Nationwide, legislators and advocates have called for improved data collection and increased testing and targeted resource allocation to aid these communities in response to the emerging realization that “the elevated rates of serious illnesses have weaponized the coronavirus to catastrophic effect in Black America” (Villarosa, 2020) as well as for other racial/ethnic groups like Latinos. This action is necessary, but again, it comes much too late. Early in the pandemic, when swift action was essential to protect these most vulnerable communities, there were almost no state or federal government communications suggesting people should cancel large events, like the Mardi Gras celebrations that are now believed to have contributed to New Orleans rapidly becoming one of the biggest coronavirus hot spots in the United States (Villarosa, 2020).

-------------------------

#### What you will do:
Write what comes next in the passage on the pandemic's toll in Black and Latino communities, picking up after its final sentence. The listing that follows comes from a different source.

-------------------------

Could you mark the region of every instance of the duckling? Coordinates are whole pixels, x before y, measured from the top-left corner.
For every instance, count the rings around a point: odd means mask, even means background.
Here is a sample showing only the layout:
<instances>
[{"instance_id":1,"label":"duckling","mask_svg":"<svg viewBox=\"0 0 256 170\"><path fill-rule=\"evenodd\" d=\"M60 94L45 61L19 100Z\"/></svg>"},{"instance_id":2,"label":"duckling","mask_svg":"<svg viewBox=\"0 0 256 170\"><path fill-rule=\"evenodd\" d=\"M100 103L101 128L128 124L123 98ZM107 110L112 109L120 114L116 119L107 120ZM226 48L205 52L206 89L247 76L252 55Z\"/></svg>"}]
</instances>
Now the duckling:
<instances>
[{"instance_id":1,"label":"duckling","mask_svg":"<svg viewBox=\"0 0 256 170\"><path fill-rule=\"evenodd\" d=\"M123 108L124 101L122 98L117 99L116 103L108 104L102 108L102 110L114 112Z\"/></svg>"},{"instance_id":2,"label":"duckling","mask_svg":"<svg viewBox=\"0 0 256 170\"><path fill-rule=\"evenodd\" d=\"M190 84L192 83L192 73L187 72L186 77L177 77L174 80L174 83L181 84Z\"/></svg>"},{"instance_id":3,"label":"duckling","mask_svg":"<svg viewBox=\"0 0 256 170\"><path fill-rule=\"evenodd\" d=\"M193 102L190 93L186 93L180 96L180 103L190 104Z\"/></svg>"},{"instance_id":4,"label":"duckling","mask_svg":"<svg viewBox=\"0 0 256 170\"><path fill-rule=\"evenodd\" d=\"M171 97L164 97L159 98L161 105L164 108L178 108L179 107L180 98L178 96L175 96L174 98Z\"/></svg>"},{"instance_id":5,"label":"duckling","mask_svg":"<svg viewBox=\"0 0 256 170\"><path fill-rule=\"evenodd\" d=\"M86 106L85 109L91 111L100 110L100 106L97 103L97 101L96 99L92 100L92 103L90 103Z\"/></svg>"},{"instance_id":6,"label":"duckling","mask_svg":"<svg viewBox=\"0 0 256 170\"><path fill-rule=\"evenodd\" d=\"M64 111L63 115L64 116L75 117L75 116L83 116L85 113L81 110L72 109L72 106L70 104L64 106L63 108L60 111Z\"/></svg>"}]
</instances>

-------------------------

#### Result of the exercise:
In Chelsea, just north of Boston, it was Green Roots, a local grassroots environmental organization, that sounded the alarm to the city's local government about the potential for coronavirus to devastate this tightly knit, lower‐income community. A high proportion of residents are immigrants with limited English proficiency. Many residents live in crowded quarters and have high rates of chronic conditions. Many of their jobs are suddenly recognized as the “essential work” that they always have been. As Judith García of the Chelsea City Council explains:
Most of these folks already suffer of asthma, diabetes, and all of these other public health concerns. [Green Roots realized] this could be the perfect storm for this to affect us. And they started having small conversations, then saying, “Chelsea needs to prepare and have an emergency response team because when this hits here, you are you going to see it.” (García, 2020)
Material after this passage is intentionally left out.